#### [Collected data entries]
□ □ □

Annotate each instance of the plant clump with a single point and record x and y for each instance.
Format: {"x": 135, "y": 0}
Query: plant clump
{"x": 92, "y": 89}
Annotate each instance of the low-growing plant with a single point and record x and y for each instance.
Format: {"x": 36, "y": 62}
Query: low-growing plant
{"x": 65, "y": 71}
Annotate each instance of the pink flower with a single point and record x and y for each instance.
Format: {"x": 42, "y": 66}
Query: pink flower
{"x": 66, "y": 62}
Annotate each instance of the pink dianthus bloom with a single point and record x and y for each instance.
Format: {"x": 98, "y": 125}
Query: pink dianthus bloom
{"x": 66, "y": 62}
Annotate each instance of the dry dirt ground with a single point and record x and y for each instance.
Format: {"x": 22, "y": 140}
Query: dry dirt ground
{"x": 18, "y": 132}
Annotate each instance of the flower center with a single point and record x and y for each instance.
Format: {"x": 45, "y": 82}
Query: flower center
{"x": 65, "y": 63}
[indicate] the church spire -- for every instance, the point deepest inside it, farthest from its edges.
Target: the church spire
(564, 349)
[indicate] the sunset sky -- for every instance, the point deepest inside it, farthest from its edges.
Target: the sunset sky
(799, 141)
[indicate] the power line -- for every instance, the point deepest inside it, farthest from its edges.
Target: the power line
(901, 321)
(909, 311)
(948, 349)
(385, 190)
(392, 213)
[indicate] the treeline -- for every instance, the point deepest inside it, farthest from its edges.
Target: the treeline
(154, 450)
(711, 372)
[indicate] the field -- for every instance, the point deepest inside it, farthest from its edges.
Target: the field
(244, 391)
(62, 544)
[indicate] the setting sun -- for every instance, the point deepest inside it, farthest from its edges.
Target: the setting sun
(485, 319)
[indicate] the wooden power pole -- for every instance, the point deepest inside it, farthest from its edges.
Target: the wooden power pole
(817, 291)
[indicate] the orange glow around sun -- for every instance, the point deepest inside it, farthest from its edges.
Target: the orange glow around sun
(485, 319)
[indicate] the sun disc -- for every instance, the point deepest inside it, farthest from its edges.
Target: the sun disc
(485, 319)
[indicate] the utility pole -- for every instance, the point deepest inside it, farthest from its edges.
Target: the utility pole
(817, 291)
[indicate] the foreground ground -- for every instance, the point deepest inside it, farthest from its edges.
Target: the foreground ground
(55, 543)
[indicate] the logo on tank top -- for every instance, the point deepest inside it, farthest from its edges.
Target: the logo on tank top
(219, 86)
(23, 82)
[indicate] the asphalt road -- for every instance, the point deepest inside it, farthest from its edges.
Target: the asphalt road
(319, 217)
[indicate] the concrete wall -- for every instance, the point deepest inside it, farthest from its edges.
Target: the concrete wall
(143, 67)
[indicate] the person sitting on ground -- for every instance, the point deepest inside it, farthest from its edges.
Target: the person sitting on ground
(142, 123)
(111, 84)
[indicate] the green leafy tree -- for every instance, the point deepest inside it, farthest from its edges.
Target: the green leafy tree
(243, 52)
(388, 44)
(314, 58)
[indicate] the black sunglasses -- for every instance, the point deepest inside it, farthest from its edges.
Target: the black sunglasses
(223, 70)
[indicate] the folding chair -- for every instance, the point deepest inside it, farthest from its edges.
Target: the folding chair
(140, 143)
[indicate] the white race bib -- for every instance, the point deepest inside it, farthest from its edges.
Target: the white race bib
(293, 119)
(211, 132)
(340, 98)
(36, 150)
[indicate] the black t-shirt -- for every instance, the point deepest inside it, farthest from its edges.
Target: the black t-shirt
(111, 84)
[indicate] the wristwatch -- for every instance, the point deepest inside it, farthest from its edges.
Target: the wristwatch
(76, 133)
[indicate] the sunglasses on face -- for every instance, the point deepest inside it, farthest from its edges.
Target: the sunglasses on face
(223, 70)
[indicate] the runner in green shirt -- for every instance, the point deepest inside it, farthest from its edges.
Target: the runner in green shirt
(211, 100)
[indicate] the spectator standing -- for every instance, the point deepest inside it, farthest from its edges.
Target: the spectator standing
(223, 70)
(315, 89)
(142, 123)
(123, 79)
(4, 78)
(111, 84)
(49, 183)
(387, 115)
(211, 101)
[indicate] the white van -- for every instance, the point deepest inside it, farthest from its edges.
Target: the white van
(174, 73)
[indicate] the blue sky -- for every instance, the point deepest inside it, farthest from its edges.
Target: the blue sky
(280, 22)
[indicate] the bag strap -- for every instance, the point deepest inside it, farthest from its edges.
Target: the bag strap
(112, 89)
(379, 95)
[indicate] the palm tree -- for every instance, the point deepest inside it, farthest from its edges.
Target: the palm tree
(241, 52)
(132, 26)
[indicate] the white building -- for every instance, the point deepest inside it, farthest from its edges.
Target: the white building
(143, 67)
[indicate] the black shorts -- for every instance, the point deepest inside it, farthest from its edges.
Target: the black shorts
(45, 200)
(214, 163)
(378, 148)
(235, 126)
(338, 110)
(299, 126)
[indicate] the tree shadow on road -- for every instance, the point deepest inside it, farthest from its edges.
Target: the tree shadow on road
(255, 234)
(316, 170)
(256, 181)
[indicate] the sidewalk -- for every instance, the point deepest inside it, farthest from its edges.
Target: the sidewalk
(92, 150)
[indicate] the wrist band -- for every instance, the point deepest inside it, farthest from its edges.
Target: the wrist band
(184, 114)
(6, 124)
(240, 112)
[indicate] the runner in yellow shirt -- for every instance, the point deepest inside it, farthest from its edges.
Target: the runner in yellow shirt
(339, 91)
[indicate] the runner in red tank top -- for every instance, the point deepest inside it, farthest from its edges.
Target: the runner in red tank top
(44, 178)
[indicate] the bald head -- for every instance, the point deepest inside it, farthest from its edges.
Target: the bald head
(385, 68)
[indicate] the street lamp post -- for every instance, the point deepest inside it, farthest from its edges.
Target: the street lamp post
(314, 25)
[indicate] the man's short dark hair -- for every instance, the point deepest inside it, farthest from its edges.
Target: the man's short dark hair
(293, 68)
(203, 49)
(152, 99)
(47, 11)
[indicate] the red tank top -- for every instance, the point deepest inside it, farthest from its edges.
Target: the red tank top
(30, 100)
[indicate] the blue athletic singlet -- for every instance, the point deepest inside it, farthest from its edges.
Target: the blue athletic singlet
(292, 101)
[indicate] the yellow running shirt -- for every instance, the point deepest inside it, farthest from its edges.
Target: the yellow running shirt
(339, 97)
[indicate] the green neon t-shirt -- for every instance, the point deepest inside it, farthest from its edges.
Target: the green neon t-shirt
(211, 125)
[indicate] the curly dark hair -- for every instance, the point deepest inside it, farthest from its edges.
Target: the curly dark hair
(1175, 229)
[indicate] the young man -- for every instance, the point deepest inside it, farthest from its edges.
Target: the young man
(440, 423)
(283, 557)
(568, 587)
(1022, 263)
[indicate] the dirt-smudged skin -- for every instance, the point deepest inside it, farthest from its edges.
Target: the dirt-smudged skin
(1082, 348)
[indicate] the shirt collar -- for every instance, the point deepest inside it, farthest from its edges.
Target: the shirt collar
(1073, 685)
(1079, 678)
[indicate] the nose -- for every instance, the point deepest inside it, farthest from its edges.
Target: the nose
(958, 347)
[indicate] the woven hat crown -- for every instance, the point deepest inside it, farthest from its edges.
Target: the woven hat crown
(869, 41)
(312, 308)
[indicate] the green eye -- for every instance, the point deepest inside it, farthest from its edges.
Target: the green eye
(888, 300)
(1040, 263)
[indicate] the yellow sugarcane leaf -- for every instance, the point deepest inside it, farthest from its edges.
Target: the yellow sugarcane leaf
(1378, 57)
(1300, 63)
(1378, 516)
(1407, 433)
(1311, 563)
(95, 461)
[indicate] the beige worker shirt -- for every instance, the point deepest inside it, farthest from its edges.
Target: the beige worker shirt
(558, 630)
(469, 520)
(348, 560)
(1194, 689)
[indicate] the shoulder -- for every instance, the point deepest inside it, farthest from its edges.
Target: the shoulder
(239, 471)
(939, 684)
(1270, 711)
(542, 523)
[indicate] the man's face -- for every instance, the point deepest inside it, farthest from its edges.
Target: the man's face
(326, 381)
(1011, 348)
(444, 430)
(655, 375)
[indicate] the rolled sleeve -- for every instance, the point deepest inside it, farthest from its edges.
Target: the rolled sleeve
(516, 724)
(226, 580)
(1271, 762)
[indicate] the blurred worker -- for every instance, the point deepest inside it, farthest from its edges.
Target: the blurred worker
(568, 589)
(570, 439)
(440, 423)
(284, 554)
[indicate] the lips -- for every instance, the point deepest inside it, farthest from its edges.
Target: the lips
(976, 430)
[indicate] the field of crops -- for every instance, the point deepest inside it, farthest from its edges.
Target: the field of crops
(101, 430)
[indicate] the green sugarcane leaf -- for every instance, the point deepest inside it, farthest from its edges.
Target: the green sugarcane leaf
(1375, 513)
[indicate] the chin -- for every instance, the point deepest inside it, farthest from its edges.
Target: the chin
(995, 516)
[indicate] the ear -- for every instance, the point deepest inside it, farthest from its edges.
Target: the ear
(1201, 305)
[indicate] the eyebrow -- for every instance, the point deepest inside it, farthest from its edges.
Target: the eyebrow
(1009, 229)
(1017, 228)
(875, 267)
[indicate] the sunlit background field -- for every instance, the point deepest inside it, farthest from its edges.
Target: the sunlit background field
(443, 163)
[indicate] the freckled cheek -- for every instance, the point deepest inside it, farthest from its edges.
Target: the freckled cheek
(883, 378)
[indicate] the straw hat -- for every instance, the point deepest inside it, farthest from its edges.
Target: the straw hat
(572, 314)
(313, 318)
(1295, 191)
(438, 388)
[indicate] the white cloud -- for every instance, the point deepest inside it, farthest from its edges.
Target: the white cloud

□ □ □

#### [WORK ORDER]
Starting at the line that contains "[indicate] the straw", reproduce each line through the end of the records exactly, both ends included.

#### [TASK ANSWER]
[indicate] the straw hat -- for every instance, the point deepest inside it, farthest from its edges.
Target: the straw hat
(572, 314)
(313, 318)
(1295, 191)
(438, 388)
[indicate] the white cloud -- for every instance, the point deepest inside it, farthest from its edges.
Target: the white cloud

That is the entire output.